[What the task asks]
Emit only the lines from the line containing "target | window" through the last line of the entries, unchanged.

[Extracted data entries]
::::
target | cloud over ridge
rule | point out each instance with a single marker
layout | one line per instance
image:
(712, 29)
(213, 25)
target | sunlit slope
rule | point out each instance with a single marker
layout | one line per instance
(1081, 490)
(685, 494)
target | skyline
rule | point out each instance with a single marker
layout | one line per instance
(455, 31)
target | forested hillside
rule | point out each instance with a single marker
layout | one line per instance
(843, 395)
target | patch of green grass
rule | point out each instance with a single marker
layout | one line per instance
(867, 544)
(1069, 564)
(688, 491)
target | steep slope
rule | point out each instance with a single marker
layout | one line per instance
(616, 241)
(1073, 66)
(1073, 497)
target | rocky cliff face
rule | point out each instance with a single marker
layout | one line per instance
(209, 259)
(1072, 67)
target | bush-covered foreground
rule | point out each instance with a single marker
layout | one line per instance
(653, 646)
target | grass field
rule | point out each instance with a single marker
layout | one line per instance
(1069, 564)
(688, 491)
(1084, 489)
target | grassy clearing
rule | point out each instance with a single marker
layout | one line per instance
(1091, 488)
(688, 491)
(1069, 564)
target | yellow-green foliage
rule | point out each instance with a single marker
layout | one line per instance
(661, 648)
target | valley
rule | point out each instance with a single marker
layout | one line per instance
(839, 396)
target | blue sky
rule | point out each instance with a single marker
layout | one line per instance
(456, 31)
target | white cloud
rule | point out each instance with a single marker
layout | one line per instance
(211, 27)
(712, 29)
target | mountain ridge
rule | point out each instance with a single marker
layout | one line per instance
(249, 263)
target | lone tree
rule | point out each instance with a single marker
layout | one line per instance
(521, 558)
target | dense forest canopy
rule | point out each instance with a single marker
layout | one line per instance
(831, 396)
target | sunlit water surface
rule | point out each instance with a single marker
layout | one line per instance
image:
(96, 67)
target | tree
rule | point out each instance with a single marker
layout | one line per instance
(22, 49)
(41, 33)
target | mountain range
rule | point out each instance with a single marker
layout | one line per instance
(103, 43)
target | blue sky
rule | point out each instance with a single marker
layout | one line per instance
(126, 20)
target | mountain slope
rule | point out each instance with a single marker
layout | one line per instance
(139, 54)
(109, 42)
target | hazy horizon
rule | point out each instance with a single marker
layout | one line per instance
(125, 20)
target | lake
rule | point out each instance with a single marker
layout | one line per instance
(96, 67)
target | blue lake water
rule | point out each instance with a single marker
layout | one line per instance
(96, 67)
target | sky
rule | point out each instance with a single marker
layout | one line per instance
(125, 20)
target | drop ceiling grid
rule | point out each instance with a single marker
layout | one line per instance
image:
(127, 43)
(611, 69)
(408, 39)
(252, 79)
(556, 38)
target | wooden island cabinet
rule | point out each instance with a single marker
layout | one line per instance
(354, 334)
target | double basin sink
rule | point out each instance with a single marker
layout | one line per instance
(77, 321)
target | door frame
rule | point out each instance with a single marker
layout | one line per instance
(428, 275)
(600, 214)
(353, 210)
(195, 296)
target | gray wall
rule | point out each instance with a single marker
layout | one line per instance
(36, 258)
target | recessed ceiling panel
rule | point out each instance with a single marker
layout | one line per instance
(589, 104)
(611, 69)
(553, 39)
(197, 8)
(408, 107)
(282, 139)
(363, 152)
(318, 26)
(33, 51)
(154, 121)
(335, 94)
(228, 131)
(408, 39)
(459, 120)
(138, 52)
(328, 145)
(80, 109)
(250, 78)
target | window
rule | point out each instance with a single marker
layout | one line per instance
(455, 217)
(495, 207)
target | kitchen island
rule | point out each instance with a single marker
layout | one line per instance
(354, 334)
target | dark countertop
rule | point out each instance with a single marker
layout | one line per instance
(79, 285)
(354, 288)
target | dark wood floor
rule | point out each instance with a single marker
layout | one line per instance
::::
[Full answer]
target | window
rule | point out each instance with a single marker
layout | one line per instance
(455, 217)
(495, 207)
target | kitchen island
rule | point out each instance with a single marker
layout | one line per instance
(354, 334)
target | dark countertop
rule | point out each instance with a single marker
layout | one line per instance
(79, 285)
(354, 288)
target | dark wood floor
rule | point out each instance with a single marker
layout | one line per instance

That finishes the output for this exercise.